(Dataset excerpt)

--*--

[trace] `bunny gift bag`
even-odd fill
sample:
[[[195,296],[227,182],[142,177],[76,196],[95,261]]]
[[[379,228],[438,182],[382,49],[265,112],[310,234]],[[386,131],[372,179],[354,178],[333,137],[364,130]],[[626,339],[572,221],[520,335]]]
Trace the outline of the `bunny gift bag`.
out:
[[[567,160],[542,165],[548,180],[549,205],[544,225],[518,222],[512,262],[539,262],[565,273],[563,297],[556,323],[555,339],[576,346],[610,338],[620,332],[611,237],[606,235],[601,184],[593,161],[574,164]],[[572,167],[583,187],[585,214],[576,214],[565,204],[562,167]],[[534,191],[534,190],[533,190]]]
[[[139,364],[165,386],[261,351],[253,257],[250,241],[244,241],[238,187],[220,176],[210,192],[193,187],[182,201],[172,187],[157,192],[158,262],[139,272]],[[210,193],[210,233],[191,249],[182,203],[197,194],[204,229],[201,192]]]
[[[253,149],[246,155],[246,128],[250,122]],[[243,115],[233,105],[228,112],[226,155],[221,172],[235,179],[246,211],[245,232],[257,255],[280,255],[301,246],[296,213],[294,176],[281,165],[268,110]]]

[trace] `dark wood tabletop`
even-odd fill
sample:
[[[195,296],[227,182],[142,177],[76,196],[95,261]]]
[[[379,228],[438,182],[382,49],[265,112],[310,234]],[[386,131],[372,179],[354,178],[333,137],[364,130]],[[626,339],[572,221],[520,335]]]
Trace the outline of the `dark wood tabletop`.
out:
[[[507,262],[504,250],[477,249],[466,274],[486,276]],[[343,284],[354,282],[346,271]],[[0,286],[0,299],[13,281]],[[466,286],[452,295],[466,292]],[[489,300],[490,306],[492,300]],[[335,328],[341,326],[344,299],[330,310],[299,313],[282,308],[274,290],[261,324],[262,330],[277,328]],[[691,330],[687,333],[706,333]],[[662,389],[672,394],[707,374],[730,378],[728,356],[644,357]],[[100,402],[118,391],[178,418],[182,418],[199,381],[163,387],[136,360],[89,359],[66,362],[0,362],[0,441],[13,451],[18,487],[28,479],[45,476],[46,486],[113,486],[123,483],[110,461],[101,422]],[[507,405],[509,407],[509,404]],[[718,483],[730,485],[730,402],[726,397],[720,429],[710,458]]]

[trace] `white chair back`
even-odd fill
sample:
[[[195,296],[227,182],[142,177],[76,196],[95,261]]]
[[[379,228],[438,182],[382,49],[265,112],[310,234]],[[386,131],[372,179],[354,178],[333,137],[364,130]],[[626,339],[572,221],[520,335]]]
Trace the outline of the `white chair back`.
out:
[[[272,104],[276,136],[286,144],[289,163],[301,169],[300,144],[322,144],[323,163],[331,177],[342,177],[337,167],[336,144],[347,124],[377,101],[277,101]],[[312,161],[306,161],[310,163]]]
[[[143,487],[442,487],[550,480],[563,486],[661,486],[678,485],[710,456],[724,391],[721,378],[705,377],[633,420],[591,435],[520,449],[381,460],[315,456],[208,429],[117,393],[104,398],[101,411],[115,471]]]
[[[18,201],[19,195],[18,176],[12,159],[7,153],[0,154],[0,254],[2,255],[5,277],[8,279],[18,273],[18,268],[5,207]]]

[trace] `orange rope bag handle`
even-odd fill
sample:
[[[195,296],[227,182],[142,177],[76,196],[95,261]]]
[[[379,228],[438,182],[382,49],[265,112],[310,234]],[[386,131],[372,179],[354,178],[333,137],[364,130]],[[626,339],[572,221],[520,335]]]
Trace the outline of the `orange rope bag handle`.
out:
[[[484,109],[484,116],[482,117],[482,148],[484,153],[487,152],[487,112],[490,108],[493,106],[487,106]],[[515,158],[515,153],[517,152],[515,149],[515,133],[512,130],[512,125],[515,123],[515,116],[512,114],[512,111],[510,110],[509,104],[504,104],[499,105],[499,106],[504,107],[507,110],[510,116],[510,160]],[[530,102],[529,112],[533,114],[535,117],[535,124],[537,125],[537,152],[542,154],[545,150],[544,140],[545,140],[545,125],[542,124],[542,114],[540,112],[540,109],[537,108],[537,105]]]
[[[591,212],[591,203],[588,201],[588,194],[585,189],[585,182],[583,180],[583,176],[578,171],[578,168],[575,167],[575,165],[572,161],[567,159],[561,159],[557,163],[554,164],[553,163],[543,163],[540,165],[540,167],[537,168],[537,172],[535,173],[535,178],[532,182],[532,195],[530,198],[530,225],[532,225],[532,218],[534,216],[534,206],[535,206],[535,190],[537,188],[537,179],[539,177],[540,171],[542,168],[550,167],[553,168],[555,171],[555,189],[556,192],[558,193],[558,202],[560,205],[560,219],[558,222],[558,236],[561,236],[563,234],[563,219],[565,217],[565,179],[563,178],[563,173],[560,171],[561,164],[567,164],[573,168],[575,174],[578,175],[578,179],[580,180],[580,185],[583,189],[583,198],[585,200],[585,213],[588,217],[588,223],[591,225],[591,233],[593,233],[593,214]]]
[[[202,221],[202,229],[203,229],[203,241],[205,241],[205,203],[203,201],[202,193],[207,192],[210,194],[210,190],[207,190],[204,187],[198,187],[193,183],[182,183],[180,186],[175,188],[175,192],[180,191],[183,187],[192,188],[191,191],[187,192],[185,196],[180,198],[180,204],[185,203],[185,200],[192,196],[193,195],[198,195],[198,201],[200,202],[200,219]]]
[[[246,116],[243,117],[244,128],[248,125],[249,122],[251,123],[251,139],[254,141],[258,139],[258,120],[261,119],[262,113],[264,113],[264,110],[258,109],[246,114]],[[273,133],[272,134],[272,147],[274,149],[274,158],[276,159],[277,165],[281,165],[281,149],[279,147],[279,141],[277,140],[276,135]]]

--*--

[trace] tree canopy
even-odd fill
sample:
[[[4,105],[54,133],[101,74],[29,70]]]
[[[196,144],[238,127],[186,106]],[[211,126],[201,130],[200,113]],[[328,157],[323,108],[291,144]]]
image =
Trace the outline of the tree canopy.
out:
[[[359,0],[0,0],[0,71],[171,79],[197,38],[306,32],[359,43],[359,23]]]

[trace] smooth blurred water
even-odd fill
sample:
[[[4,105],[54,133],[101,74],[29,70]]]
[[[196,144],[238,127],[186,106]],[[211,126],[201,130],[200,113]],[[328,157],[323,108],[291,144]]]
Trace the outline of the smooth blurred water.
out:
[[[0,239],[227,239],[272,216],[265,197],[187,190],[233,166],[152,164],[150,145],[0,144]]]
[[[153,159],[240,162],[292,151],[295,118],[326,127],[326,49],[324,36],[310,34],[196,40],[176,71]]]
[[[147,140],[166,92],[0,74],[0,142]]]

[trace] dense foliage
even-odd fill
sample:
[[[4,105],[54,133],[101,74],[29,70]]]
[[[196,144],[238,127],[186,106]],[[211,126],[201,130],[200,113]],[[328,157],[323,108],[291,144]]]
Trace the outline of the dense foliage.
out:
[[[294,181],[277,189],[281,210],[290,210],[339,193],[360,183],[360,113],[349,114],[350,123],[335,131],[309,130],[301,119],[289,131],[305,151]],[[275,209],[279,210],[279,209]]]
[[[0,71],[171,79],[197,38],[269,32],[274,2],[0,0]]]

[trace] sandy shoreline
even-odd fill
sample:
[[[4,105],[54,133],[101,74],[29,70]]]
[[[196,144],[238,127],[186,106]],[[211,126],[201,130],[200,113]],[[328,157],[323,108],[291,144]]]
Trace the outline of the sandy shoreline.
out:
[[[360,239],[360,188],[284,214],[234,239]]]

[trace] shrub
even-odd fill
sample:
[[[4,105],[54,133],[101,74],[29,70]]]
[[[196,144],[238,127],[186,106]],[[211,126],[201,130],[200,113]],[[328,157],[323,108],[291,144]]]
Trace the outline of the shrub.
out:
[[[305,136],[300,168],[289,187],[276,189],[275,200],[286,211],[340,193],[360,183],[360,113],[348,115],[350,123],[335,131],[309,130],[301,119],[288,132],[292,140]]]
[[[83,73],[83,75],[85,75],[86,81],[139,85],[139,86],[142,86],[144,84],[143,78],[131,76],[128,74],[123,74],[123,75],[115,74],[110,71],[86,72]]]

--*--

SET EXERCISE >> Filter the records above down to every line containing the string "shrub". Case must match.

FINISHED TASK >>
[trace] shrub
Trace the outline of the shrub.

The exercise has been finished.